• **Extract to read**
--------
Isle of Wight Land Purchase Appeal

Newchurch Moors – secured for wildlife

Eastern Yar, Isle of Wight © Ian Pratt

Successful appeal to support wildlife

Back in October 2019 we launched an appeal to purchase two very special pieces of land on the Isle of Wight, both with huge potential to help wildlife flourish. Thanks to a kind gift in the Will of Gwendolen Bunce, a local Island resident, we already had a contribution towards the purchase price. We urgently needed to raise £245,000 to complete the purchase and to give us the funds to carry out the necessary management work. We were delighted when we exceeded this target just before Christmas

Land Purchase Area Map

This 124 acre nature reserve covers the sites of Parsonage Farm, Hill Heath and Martin’s Wood. We renamed it Newchurch Moors to mark a new chapter of this site being managed as a single landscape. Moor is an old English word for swamp and fen, it has been used on the Island to describe this type of habitat right up until the 19th century, so we feel the name acknowledges the historic landscape and the location. The nature reserve sits in the Eastern Yar valley, which is a real focus area for the Trust and we have big ambitions here. The purchase of Parsonage Farm and Hill Heath were vital pieces of the jigsaw which enabled this larger landscape to take shape.
--------
• **Listed entries**
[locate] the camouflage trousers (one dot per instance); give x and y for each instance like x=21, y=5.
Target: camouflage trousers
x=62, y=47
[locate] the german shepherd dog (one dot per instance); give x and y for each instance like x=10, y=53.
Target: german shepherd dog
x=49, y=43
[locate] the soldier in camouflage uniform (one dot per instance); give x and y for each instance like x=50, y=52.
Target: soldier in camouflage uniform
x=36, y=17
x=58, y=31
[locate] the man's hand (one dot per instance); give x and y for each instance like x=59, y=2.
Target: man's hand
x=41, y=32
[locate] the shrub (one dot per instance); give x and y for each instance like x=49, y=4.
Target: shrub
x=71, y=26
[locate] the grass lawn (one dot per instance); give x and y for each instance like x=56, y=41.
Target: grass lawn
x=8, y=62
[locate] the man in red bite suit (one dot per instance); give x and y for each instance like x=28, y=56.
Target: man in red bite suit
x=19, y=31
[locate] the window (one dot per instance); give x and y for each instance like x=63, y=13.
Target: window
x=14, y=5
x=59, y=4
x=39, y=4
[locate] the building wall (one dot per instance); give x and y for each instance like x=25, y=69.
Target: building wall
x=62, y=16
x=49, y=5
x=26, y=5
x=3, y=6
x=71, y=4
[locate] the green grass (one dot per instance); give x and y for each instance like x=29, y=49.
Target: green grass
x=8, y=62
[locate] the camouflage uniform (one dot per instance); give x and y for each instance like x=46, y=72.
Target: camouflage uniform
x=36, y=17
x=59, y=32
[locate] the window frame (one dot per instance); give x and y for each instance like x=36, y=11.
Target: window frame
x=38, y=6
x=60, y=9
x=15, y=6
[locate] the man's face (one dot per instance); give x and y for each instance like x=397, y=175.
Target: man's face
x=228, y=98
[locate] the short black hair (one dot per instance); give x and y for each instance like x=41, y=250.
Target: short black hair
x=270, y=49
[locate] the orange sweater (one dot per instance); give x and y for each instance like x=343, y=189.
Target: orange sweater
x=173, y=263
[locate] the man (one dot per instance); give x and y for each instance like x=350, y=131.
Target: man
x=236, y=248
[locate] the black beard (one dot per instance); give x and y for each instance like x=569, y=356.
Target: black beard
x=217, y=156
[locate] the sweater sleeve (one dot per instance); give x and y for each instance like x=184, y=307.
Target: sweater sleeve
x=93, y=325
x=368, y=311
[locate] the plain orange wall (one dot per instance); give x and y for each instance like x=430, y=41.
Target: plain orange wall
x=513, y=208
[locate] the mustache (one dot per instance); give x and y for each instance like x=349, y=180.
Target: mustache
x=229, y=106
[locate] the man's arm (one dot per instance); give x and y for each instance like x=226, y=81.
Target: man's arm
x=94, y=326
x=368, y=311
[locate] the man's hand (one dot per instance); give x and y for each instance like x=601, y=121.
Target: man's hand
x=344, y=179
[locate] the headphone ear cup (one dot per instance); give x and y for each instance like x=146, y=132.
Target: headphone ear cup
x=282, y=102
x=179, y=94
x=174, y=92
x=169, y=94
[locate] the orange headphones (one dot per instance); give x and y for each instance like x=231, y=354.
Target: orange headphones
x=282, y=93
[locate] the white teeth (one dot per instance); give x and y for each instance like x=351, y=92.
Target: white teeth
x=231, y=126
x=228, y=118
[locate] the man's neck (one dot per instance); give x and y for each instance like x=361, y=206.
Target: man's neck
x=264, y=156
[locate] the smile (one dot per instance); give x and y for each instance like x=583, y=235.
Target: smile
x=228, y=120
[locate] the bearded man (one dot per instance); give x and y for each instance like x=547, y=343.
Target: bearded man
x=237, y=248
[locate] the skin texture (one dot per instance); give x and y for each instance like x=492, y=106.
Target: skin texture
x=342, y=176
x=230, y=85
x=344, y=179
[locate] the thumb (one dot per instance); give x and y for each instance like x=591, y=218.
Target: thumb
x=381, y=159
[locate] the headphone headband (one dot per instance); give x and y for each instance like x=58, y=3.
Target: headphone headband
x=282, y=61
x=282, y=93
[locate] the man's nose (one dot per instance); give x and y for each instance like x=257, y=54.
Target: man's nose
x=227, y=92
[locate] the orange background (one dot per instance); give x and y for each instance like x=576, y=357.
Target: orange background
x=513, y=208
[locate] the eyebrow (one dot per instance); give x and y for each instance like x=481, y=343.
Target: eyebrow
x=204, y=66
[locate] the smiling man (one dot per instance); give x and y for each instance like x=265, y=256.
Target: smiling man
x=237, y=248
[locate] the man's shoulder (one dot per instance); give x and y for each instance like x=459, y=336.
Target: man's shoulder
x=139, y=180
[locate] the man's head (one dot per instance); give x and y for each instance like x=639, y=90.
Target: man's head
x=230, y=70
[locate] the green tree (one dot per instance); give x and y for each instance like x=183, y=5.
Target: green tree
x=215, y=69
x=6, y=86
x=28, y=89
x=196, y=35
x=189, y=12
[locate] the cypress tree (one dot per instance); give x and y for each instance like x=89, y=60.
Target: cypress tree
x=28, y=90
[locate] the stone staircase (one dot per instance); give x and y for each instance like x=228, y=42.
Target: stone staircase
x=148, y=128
--------
• **Written task 1**
According to the Newchurch Moors page, how much money did the appeal urgently need to raise?
• **Written task 2**
Name every site that the Newchurch Moors page says the 124 acre nature reserve covers.
• **Written task 3**
Please carry the Newchurch Moors page forward with a few sentences that pick up right after its final sentence.

• **Expected output 1**
£245,000

• **Expected output 2**
Parsonage Farm, Hill Heath, Martin's Wood

• **Expected output 3**
Newchurch Moors
RS2875_Purple-loosestrife, Purple-loosestrife Family, Linda Priestley-lpr

The habitats across the site are woodland, relic wood pasture, grassland, floodplain meadows and fen. There is already plenty of wildlife here, such as barn owl, water vole, dragonflies and orchids, and with careful management we will be looking to improve and diversify each of the habitats, allowing even more wildlife to use the site. This spring Trust staff at the site saw good numbers of dragon flies, orange tip butterflies and also heard cuckoo.

Site update (Summer 2020)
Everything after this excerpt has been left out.